盧溝橋にもいったが、川に水はなく、年月を経て橋の石は磨り減っていた。その後、北京の軍事博物館を見学した。
さてこの後、ハルビンにいく予定だったが、ツアーの手配ができていなくて、飛行機に乗れなかった。そのため、万里の長城や明の一三陵を見学したのち、天津・保定方面にいくこととなった。
● 天津 南開大学と抗日殉難烈士紀念館
天津では主に南開大学と抗日殉難烈士紀念館をみた。
南開大学の劉福友さんの案内で南開大学構内をまわった。南開大の建物には石のプレートがはめられ、その建物の由来が記されていた。たとえば、「校産管理為公室」のプレートには、「1937年該楼二居以上被日本侵略軍?毀、1954年修復、仍住宿舎」というように、日本軍による破壊が刻まれている。
「第二教学楼」は化学教室として使用されているが、かつては「思源堂」だった。この建物は1923年に建設された。プレートによれば、1937年7月、日本侵略軍は飛行機や大砲で南開大を攻撃した。この楼も弾をうけ火事となったが、抗日戦勝利後に修復したとある。
南開大構内には日本軍の建築物も残っている。日本軍の兵営となった建物は「机器智能研究所」として使われている。
南開大構内には周恩来の記念碑もある。碑には「我是愛南開的」と書かれている。また、1987年に建てられた西南連合大学建校50周年記念碑もある。南開大、北京大、精華大の3校は日本軍の侵略から逃れて重慶へ移転し、1947年に昆明から戻った。この碑は日本による中国での教育破壊を示すものである。
劉さんは案内しながら次のように話した。
日本軍は南開大学を破壊した。当時、図書館には20万冊におよぶ明清代の「善本」がたくさんあった。占拠される前にベトナムヘ輸送し昆明へ運ぶ計画をたてたが、日本軍がベトナムを占拠し、本は日本軍に略奪された。本は日本へと運ばれ、戦後になって一部分の451冊が返還されただけだ。南開大には1万8千斤(9千kg)の鐘があった。この鐘を卒業式のときに卒業生の数だけつくことが習慣になっていたが、日本軍はこの鐘を略奪した。

• あなたの課題
本文によると、日本軍に略奪された南開大学図書館の本のうち、戦後に返還されたのは何冊ですか？ エントリは本文とは別の資料です。

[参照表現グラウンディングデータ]
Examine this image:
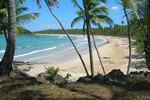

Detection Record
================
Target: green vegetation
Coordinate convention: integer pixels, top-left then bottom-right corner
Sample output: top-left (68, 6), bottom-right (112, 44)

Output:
top-left (0, 73), bottom-right (150, 100)
top-left (45, 67), bottom-right (59, 78)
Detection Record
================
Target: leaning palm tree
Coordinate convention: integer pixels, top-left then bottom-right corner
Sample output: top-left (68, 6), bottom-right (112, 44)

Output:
top-left (33, 0), bottom-right (89, 76)
top-left (71, 0), bottom-right (112, 75)
top-left (118, 0), bottom-right (132, 75)
top-left (0, 0), bottom-right (16, 75)
top-left (129, 0), bottom-right (150, 70)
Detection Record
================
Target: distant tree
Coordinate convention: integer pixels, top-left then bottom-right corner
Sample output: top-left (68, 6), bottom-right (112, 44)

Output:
top-left (33, 0), bottom-right (89, 76)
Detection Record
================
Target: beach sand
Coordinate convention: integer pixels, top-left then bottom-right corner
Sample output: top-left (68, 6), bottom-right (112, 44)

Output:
top-left (19, 36), bottom-right (147, 79)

• 本演習の出力
451冊です。